What you need to do:
Filter the entries that follow, copying every line in which the word "below" appears.

Data extracts:
____________________
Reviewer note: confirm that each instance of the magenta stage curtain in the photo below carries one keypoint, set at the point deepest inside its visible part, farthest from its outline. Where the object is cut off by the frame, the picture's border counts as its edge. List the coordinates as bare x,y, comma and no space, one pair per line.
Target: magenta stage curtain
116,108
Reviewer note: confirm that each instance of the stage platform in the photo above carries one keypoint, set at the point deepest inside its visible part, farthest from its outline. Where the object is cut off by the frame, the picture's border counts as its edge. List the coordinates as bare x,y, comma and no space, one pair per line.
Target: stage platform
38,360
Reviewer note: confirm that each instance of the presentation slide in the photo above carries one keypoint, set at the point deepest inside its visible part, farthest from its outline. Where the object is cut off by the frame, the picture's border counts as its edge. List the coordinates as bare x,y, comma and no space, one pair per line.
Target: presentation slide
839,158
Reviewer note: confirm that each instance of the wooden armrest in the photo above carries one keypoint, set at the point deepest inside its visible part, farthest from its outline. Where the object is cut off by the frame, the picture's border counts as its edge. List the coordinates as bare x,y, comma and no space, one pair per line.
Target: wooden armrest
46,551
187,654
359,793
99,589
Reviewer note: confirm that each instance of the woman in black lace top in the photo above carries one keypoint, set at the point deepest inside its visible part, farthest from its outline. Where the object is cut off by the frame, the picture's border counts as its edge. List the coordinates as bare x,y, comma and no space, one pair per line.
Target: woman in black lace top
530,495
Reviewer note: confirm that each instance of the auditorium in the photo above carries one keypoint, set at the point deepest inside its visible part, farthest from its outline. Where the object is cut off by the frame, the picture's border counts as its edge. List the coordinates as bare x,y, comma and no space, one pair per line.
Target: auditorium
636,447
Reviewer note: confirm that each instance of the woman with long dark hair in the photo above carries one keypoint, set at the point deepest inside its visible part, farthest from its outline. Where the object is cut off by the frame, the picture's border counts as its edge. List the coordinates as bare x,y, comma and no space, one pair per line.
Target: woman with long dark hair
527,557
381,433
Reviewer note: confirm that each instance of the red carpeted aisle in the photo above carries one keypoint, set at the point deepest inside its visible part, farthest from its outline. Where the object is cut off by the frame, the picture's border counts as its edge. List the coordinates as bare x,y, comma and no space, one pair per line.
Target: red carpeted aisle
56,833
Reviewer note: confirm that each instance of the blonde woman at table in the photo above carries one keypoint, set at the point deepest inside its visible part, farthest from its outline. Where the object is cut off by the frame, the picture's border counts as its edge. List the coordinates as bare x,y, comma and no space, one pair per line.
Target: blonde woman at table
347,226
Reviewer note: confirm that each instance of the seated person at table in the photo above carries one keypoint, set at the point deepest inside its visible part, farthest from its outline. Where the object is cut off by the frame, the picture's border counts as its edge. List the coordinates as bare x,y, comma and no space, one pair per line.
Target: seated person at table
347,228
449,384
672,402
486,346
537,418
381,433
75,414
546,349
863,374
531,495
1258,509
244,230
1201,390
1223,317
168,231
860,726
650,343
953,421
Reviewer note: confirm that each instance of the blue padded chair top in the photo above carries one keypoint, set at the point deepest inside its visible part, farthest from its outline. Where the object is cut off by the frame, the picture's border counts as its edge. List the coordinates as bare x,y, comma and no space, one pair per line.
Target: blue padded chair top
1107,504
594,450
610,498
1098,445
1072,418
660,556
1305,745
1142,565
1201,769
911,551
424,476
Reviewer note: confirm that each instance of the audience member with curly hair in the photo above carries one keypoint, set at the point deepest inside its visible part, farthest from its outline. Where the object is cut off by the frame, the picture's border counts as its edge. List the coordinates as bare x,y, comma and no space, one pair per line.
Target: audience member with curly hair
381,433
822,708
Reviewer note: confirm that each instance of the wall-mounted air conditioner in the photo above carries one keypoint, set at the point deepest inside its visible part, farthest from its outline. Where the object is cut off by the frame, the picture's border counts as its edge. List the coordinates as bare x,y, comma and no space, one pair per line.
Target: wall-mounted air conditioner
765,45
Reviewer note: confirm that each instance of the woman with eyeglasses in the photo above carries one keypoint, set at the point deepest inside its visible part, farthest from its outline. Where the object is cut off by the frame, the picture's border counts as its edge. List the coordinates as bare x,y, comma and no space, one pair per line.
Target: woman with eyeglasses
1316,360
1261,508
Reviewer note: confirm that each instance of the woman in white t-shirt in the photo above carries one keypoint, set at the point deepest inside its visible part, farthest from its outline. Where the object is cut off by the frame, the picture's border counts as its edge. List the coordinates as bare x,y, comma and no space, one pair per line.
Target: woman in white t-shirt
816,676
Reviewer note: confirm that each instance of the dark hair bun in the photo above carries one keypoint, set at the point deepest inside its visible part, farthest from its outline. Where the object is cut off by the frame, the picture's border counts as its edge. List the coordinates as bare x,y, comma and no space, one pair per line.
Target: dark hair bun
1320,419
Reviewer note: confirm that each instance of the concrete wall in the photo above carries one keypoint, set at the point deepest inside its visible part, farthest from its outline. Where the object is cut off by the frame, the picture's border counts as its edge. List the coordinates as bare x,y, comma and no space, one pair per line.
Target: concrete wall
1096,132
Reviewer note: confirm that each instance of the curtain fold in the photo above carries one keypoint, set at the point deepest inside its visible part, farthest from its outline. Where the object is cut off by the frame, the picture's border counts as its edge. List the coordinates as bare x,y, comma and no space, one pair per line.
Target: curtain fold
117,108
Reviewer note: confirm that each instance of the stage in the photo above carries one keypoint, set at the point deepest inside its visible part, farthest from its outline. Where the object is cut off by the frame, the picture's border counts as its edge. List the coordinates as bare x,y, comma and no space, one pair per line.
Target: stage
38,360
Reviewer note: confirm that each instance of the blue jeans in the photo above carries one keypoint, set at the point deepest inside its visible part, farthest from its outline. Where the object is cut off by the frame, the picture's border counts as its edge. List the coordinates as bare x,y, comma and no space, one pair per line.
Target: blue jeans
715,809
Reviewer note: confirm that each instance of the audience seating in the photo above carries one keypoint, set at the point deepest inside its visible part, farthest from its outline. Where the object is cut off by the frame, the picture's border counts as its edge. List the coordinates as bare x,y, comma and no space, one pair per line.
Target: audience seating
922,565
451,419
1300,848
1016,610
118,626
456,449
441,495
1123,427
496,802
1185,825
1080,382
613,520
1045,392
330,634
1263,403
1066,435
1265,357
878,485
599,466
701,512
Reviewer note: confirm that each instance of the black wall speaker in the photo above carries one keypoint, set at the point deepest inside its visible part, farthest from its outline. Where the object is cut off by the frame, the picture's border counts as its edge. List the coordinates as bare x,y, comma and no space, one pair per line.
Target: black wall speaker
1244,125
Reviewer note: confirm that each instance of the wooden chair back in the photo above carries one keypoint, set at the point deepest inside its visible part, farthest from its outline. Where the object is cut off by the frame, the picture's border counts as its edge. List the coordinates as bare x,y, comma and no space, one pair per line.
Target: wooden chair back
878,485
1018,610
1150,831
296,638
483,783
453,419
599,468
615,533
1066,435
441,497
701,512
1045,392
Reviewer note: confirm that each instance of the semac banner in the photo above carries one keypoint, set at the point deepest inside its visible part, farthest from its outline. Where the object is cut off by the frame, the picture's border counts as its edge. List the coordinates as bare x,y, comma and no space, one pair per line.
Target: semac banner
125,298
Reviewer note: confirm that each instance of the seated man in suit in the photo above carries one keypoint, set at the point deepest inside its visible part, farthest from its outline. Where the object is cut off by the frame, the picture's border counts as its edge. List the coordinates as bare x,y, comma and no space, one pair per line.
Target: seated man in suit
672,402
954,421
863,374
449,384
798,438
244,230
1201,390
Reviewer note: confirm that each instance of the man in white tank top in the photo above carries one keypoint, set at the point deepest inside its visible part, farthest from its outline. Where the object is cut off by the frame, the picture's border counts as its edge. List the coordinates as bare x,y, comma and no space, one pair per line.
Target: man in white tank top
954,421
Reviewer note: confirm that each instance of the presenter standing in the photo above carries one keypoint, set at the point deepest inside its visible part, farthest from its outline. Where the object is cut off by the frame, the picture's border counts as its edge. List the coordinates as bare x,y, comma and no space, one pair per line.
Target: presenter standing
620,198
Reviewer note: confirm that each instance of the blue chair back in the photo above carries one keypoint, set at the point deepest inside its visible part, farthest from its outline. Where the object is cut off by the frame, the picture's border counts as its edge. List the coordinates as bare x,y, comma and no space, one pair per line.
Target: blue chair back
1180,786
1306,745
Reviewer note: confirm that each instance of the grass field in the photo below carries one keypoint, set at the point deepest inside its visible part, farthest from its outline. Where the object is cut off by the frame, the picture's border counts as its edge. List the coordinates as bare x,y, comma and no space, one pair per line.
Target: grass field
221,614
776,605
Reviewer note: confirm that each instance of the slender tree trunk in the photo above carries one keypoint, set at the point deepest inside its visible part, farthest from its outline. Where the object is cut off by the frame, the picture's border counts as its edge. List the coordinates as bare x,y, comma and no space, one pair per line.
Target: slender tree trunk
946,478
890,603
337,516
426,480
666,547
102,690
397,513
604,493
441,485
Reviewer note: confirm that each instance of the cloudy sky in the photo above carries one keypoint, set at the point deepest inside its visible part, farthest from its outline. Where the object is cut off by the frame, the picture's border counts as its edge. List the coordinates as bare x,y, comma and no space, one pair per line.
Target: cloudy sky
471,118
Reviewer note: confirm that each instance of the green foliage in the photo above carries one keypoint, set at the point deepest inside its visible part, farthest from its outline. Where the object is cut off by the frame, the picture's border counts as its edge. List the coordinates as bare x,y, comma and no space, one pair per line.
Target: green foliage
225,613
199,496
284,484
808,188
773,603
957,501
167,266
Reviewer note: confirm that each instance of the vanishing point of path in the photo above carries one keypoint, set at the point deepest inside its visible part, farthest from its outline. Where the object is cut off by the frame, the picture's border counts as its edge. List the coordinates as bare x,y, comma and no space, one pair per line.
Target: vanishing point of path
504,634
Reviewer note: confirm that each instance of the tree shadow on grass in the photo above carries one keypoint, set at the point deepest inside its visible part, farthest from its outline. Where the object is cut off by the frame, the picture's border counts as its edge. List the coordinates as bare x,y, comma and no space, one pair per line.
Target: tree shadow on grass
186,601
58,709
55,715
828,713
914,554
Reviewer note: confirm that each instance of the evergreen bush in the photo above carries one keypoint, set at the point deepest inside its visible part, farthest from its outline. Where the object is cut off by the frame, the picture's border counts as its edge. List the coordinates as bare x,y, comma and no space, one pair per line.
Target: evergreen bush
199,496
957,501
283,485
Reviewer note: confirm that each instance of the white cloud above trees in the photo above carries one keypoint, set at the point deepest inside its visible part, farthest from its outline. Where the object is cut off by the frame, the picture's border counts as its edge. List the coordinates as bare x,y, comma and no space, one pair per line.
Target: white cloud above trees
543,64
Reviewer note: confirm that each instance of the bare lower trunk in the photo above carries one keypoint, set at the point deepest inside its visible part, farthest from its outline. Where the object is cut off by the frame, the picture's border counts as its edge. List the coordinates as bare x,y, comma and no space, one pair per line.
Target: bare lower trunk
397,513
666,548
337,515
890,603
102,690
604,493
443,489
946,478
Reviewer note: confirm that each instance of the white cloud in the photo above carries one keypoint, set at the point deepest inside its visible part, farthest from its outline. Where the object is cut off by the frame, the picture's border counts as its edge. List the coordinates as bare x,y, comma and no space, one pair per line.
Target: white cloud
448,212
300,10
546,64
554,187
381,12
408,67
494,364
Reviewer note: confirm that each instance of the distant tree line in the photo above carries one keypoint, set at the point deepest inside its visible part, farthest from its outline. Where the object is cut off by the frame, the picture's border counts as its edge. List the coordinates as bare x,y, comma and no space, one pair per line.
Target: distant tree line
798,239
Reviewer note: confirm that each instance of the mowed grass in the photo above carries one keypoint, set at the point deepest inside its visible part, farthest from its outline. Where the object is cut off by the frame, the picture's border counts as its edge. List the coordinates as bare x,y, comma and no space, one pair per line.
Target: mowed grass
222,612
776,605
____________________
Solution:
Reviewer note: confirm that each instance of the magenta stage curtain in the photo below carries one keypoint, set at the point deepest inside its visible part, farthest from its outline. Where the object is cut off by the frame, the picture's border counts as its edge. List the coordinates as bare x,y, comma and no space, one pair per line.
Reviewer note: confirm that each instance of the grass field in the photo below carries one keypoint, set at the point deepest inside its visible part, farthest from its outline. Where the object is cut off by the frame, the picture's border counts as its edge. List the coordinates as bare x,y, comma and no space, one pair per line.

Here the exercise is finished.